* begin DOCUMENT *
If you're trying to process 10222 images in one go, they won't fit into the memory.

Hence process 32 images at a time.

In order to use tensorflow effectively, our data has to be in the form of tensor tuples, like this :
`(image, label)`

In [None]:
# Creating a function that return a tuple of image and tensor [(image, tensor)]
def get_image_label(image_path, label):
    '''
    Takes an image filepath name and the associated label,
    processes the image and returns a tuple of (image, label)
    '''
    image = image_process(image_path)
    return image, label

Now that we've converted our data into tuple of tensors `(image, label)`, let's turn all of our data(`X & y`) into batches.

In [None]:
# Creating a function to turn data into batches.
def data_batcher(X, y=None, batch_size = 32, valid_data = False, test_data = False):
    '''
    Creates batches of data out of image (X) and label (y) pairs.
    It shuffles if it's training data, but won't if it's validation data.
    Also accepts test data as input (it doesn't have labels).
    '''
    
    # If the data is test data, we won't have labels
    if test_data:
        print('Creating test data batches...')
    
        # Only filepaths, not labels
        data = tf.data.Dataset.from_tensor_slices((tf.constant(X)))
        data_batch = data.map(image_process).batch(32)
        return data_batch

    # If the data is valid dataset, we don't shuffle it.
    elif valid_data:
        print('Creating validation data batches...')
* end DOCUMENT *
* begin EXCERPTED DATA *
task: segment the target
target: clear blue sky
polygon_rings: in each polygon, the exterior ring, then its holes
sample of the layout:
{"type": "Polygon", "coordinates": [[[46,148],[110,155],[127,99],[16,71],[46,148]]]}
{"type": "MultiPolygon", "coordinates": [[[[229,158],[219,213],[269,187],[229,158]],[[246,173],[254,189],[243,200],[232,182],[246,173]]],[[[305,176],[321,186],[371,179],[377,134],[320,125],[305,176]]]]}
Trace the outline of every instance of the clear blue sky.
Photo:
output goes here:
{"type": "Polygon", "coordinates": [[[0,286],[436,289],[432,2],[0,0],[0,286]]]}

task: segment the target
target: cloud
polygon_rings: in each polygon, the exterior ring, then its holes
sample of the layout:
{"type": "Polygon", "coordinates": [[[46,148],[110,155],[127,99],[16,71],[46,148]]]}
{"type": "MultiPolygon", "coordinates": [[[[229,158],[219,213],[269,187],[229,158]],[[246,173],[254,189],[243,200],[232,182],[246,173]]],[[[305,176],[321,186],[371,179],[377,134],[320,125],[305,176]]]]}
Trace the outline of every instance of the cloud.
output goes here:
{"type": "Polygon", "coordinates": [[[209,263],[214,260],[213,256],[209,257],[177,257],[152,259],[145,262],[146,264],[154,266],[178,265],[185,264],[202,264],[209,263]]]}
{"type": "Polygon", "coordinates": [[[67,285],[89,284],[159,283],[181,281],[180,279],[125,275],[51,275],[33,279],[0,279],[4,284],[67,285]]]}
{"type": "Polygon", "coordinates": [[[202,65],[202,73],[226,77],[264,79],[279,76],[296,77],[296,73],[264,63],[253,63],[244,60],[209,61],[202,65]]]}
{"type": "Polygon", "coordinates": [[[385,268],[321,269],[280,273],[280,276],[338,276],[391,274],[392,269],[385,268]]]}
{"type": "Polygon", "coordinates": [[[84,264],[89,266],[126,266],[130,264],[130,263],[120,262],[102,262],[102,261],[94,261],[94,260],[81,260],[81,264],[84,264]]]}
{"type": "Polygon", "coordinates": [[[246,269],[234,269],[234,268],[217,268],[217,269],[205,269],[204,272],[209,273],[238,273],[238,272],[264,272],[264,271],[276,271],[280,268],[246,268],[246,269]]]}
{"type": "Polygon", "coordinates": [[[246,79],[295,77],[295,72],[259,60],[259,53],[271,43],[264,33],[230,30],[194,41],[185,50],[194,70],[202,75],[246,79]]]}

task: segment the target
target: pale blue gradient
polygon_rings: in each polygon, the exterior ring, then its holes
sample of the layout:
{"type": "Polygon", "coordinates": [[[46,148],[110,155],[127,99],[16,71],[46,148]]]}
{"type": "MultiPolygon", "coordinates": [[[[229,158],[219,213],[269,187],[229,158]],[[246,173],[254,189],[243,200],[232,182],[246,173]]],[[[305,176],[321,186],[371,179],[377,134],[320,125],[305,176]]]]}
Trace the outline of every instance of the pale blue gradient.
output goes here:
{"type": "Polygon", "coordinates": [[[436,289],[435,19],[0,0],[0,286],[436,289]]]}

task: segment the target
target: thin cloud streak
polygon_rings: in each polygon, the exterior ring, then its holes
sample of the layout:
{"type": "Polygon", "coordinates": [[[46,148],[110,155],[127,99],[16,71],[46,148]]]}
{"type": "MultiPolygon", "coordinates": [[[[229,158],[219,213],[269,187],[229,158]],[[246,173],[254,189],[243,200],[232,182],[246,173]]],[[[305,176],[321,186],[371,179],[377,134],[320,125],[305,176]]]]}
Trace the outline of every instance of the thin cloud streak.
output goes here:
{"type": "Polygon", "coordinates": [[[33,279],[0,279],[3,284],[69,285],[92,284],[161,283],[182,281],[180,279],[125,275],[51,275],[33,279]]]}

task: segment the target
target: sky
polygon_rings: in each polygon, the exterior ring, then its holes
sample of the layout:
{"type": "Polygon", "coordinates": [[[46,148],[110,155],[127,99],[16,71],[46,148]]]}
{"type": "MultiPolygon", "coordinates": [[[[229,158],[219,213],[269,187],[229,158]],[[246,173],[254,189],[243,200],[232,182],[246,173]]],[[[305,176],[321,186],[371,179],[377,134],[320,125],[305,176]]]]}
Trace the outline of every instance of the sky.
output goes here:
* end EXCERPTED DATA *
• GIVEN EXERCISE 1: According to the text on batching images for TensorFlow, how many images should be processed at a time?
• GIVEN EXERCISE 2: Continue the text on batching images for TensorFlow from the point where it stops.

• EXPECTED OUTPUT 1: 32 images at a time.

• EXPECTED OUTPUT 2:
        data = tf.data.Dataset.from_tensor_slices((tf.constant(X), # filepaths
                                                   tf.constant(y)))# labels
        data_batch = data.map(get_image_label).batch(32) 
        return data_batch
    # If the data is training data set
    else:
        print('Creating training data batches...')
        # Turn filepaths and labels into tensors
        data = tf.data.Dataset.from_tensor_slices((tf.constant(X), # filepaths
                                                   tf.constant(y))) # labels
        
        # Shuffle the pathnames and labels before mapping image processor function
        # ... is faster than shuffling images
        data = data.shuffle(buffer_size = len(X))
        
        # Create a image, label tuple and turns the image path into a preprocessed image
        data = data.map(get_image_label)
        
        # Turning the training data into batches.
        data_batch = data.batch(32) 
    return data_batch

In [None]:
# Create training and validation data batches.
train_data = data_batcher(X_train, y_train)
val_data = data_batcher(X_valid, y_valid, valid_data = True)

In [None]:
# Check different attributes of our data batches.
train_data.element_spec, val_data.element_spec

## Visualizing Data Batches

Although our data is now in batches, it can be hard to understand.

So let's visualize it.

In [None]:
# Creating a function to view images in a data batch
def show_lim_images(images,labels):
    '''
    Displays a plot of given number of images and their labels from a data batch.
    '''
    # Setting up the fig
    plt.figure(figsize=(10,10))
    # Loop through 25 for displaying 25 images
    for i in range(25):
        #create subplots (5 rows, 5 columns)
        ax = plt.subplot(5,5,i+1)
        # Display an image
        plt.imshow(images[i])
        # Add the image lable as title.
        plt.title(unique_breeds[labels[i].argmax()])
        # Turn the gridlines off
        plt.axis('off')

Now let's visualize it.

In [None]:
train_images, train_labels = next(train_data.as_numpy_iterator()) 
show_lim_images(train_images, train_labels)

In [None]:
valid_images, valid_labels = next(val_data.as_numpy_iterator()) 
show_lim_images(valid_images, valid_labels)

## Building the model

Before building a model, let's define a few things
1. The input shape(our images in tensors) to our model.
2. The output shape(image labels, in tensors) of our model.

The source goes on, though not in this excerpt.